> **Task details**: Rewrite the whole listing below, swapping every "integer pixel coords" for "integer pixel coordinates" and leaving everything else unchanged.
>> Begin Available records
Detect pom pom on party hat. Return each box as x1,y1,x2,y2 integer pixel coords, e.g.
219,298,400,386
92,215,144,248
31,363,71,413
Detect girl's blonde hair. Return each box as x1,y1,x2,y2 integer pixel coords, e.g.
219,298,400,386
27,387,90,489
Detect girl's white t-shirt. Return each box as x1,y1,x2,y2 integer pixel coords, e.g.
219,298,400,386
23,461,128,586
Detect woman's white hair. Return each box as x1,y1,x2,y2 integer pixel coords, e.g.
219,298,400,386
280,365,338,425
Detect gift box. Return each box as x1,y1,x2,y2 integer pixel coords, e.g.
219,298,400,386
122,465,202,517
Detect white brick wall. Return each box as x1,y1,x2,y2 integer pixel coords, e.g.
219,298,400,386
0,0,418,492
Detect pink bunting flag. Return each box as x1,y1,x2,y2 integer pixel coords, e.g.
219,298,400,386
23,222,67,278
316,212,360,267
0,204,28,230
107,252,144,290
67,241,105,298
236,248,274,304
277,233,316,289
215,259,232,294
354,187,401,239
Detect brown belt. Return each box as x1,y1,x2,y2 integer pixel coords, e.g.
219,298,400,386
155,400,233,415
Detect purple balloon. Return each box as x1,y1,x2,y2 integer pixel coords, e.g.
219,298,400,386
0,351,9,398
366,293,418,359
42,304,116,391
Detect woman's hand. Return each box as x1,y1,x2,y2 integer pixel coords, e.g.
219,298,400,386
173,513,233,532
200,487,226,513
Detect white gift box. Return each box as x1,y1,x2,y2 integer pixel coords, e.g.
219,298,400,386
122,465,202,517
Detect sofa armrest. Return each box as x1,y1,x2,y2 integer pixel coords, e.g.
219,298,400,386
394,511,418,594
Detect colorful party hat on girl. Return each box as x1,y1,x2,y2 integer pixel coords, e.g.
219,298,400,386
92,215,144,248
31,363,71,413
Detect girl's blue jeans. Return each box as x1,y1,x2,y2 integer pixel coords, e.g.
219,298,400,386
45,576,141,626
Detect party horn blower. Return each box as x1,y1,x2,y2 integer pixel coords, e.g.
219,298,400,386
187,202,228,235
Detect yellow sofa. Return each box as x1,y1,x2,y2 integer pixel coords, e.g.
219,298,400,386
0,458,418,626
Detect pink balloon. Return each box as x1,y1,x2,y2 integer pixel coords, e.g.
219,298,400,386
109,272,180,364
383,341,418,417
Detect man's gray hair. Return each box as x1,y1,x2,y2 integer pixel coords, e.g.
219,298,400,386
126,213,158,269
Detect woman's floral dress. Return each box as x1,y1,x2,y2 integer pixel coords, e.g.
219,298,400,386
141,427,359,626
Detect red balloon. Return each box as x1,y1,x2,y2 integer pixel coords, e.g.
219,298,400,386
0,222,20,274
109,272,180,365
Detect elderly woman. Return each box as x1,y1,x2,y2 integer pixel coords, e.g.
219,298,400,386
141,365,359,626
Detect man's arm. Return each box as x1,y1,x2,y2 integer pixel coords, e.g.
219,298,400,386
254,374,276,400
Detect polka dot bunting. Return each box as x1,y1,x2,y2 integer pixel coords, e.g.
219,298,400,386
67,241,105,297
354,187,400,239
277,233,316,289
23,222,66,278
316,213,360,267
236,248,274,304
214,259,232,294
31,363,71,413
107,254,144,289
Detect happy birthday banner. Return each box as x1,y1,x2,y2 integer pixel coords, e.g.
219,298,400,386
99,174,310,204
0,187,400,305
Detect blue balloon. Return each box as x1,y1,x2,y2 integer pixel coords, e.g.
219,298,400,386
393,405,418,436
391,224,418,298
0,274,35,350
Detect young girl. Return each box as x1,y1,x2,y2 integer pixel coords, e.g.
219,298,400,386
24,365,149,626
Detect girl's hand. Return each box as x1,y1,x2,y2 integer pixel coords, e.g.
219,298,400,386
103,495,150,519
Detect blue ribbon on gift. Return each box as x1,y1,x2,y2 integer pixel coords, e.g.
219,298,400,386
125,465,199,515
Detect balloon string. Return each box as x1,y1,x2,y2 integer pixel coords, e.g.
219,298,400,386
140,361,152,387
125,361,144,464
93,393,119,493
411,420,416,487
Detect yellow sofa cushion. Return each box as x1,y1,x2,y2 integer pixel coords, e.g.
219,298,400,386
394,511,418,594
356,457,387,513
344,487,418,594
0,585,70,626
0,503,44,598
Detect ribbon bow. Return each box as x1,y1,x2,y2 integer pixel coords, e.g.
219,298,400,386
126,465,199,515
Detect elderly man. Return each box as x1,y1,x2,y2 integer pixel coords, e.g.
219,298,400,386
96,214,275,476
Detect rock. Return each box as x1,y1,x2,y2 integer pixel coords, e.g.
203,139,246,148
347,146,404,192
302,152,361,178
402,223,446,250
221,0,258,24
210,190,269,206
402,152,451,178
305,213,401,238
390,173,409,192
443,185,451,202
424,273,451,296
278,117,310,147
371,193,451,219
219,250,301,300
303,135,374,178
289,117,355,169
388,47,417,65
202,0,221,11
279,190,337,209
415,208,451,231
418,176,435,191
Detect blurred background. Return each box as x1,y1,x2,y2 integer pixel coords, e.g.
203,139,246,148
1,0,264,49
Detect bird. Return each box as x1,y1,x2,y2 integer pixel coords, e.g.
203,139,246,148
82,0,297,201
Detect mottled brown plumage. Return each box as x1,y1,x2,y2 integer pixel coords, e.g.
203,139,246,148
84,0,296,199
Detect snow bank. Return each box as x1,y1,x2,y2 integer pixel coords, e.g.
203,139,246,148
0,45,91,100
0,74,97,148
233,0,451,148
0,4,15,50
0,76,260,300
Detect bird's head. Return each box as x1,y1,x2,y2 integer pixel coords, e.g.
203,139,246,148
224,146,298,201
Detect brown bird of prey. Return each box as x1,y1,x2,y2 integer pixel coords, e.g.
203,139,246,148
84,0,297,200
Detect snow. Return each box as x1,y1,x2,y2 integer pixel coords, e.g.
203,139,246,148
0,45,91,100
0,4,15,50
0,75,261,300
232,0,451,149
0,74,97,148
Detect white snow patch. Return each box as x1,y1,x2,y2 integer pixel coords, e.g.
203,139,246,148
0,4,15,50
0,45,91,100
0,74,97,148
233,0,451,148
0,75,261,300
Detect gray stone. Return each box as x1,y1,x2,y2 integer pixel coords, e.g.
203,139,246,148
>> End Available records
> **Correct result**:
Detect pom pom on party hat. Return each box as x1,y1,x2,y2 integer pixel coordinates, e.g.
219,298,400,386
92,215,144,248
31,363,71,413
Detect girl's blonde hair. Return each box as x1,y1,x2,y2 integer pixel coordinates, e.g.
219,298,400,386
27,387,90,489
Detect girl's white t-shirt. Return each box as x1,y1,x2,y2 integer pixel coordinates, e.g.
219,298,400,386
23,461,128,586
Detect woman's white hair. Return each box as x1,y1,x2,y2 integer pixel coordinates, e.g.
219,298,400,386
280,365,338,425
Detect gift box. Return each box as x1,y1,x2,y2 integer pixel coordinates, e.g.
219,298,400,386
122,465,202,517
Detect white brick wall. Return each box as x1,y1,x2,y2 integer pixel coordinates, e.g.
219,298,400,386
0,0,418,492
Detect pink bunting flag. Return each box as x1,y1,x2,y2 integer pixel coordinates, e.g.
219,298,400,386
23,222,67,278
316,212,360,267
0,204,28,230
107,252,144,290
67,241,105,298
236,248,274,304
277,233,316,289
215,259,232,294
354,187,401,239
Detect brown belt. Return each box as x1,y1,x2,y2 integer pixel coordinates, e.g.
219,298,400,386
155,400,233,415
Detect purple balloon. Return each box as x1,y1,x2,y2 integer pixel coordinates, e.g.
219,298,400,386
0,351,9,398
366,293,418,359
42,304,116,391
Detect woman's hand. Return each box as x1,y1,x2,y2 integer pixel coordinates, e.g.
219,298,400,386
173,513,233,532
200,487,226,513
Detect white gift box. Return each box as x1,y1,x2,y2 integer pixel coordinates, e.g.
219,298,400,386
122,465,202,517
Detect sofa armrest. Return each box as x1,y1,x2,y2 integer pixel coordinates, e.g.
219,298,400,386
394,511,418,594
Detect colorful party hat on girl. Return each box as x1,y1,x2,y2 integer pixel coordinates, e.g.
219,298,400,386
92,215,144,248
31,363,71,413
Detect girl's blue jeans. Return each box as x1,y1,x2,y2 integer pixel coordinates, e.g.
219,298,400,386
45,576,141,626
Detect party horn blower. Return each box as x1,y1,x2,y2 integer pixel coordinates, e.g.
219,298,400,386
187,202,228,235
Detect yellow sofa. Return each box as x1,y1,x2,y2 integer pixel coordinates, e.g.
219,298,400,386
0,458,418,626
Detect pink balloon. Return each box as x1,y1,x2,y2 integer pixel coordinates, e.g.
219,298,400,386
109,272,180,364
383,341,418,417
Detect man's gray hair. Return each box as x1,y1,x2,y2 integer pixel coordinates, e.g.
219,298,400,386
126,213,158,269
Detect woman's floral dress. Return each box as x1,y1,x2,y2 integer pixel coordinates, e.g.
219,298,400,386
141,427,359,626
Detect red balloon. Return each box as x1,y1,x2,y2 integer pixel coordinates, e.g.
219,298,400,386
0,222,20,274
109,272,180,365
Detect elderly woman. Return each box as x1,y1,x2,y2 integer pixel coordinates, e.g.
219,298,400,386
141,365,359,626
Detect man's arm. Return each box as x1,y1,x2,y2 integer pixel coordinates, e.g.
219,298,400,386
254,374,276,400
Detect polka dot bunting. Return each box as x1,y1,x2,y2 integer pixel coordinates, e.g.
219,298,400,386
67,241,105,297
354,187,400,239
277,233,316,289
23,222,66,278
316,213,360,267
236,248,274,304
214,259,232,294
31,363,71,413
107,254,144,289
Detect happy birthday banner. Return each box as x1,y1,x2,y2 integer pixel coordinates, e.g.
219,298,400,386
99,174,310,204
0,187,400,305
Detect blue balloon. Return each box as x1,y1,x2,y2 integer pixel coordinates, e.g.
219,298,400,386
393,405,418,436
391,224,418,298
0,274,35,350
Detect young girl. Return each box as x1,y1,x2,y2 integer pixel coordinates, e.g.
219,298,400,386
24,365,149,626
Detect girl's hand. Return each box as x1,y1,x2,y2 integer pixel coordinates, e.g.
219,298,400,386
103,495,150,519
Detect blue ribbon on gift. Return each box as x1,y1,x2,y2 integer pixel coordinates, e.g.
219,298,400,386
125,465,199,515
Detect balloon string. Return each box as x1,y1,x2,y2 integer pixel coordinates, e.g.
219,298,400,386
140,361,152,387
125,361,144,464
93,393,119,493
411,420,416,487
Detect yellow sofa cushion. Return each box as x1,y1,x2,y2 integer pixel coordinates, e.g.
219,298,400,386
394,511,418,594
356,457,387,513
344,487,418,594
0,585,70,626
0,503,44,598
Detect ribbon bow. Return each box as x1,y1,x2,y2 integer pixel coordinates, e.g.
219,298,400,386
126,465,199,515
Detect elderly man. Return each box as x1,y1,x2,y2 integer pixel coordinates, e.g.
219,298,400,386
96,214,275,476
Detect rock. Return each box as x1,y1,x2,y2 integer pixel coordinates, e.g.
203,139,246,148
347,146,404,192
302,152,361,178
402,223,446,250
221,0,258,24
210,190,269,206
402,152,451,178
305,213,401,238
390,173,409,192
443,185,451,202
424,273,451,296
278,117,310,147
371,193,451,219
219,250,301,300
303,135,374,178
289,117,355,169
388,47,417,65
202,0,221,11
279,190,337,209
415,208,451,231
418,176,435,191
Detect blurred background. Return each box as x1,y1,x2,y2 integer pixel coordinates, e.g.
203,139,246,148
1,0,264,49
Detect bird. Return each box as x1,y1,x2,y2 integer pixel coordinates, e.g.
203,139,246,148
82,0,297,201
Detect mottled brown plumage. Return each box as x1,y1,x2,y2 integer pixel coordinates, e.g.
203,139,246,148
84,0,296,199
Detect snow bank. Return each box as x1,y1,x2,y2 integer pixel coordinates, e.g.
203,139,246,148
0,45,91,100
0,74,97,148
233,0,451,148
0,4,15,50
0,76,260,300
Detect bird's head. Return each box as x1,y1,x2,y2 integer pixel coordinates, e.g.
203,139,246,148
224,146,298,201
Detect brown bird of prey. Return each box as x1,y1,x2,y2 integer pixel coordinates, e.g.
203,139,246,148
84,0,297,200
Detect snow. Return each box as x1,y1,x2,y2 integer pixel coordinates, e.g.
203,139,246,148
0,45,91,100
0,4,15,50
0,75,261,300
232,0,451,149
0,74,97,148
Detect white snow patch. Return each box as x1,y1,x2,y2 integer pixel coordinates, e.g.
203,139,246,148
0,4,15,50
0,45,91,100
0,74,97,148
233,0,451,148
0,75,261,300
Detect gray stone. Return each box as x1,y1,x2,y2 integer pixel coordinates, e.g.
203,139,246,148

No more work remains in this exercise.